• Data records:
━━━━━━━━━━━━━━━━

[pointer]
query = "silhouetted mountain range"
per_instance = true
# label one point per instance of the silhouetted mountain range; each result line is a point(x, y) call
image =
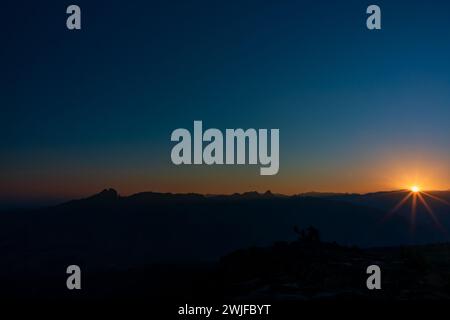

━━━━━━━━━━━━━━━━

Turn every line of the items above into a numbered list, skipping any blank lines. Leave the picture out.

• Right answer:
1. [pointer]
2. query = "silhouetted mountain range"
3. per_instance = true
4. # label one point per instance of the silhouetted mountain range; each result line is a point(x, y) call
5. image =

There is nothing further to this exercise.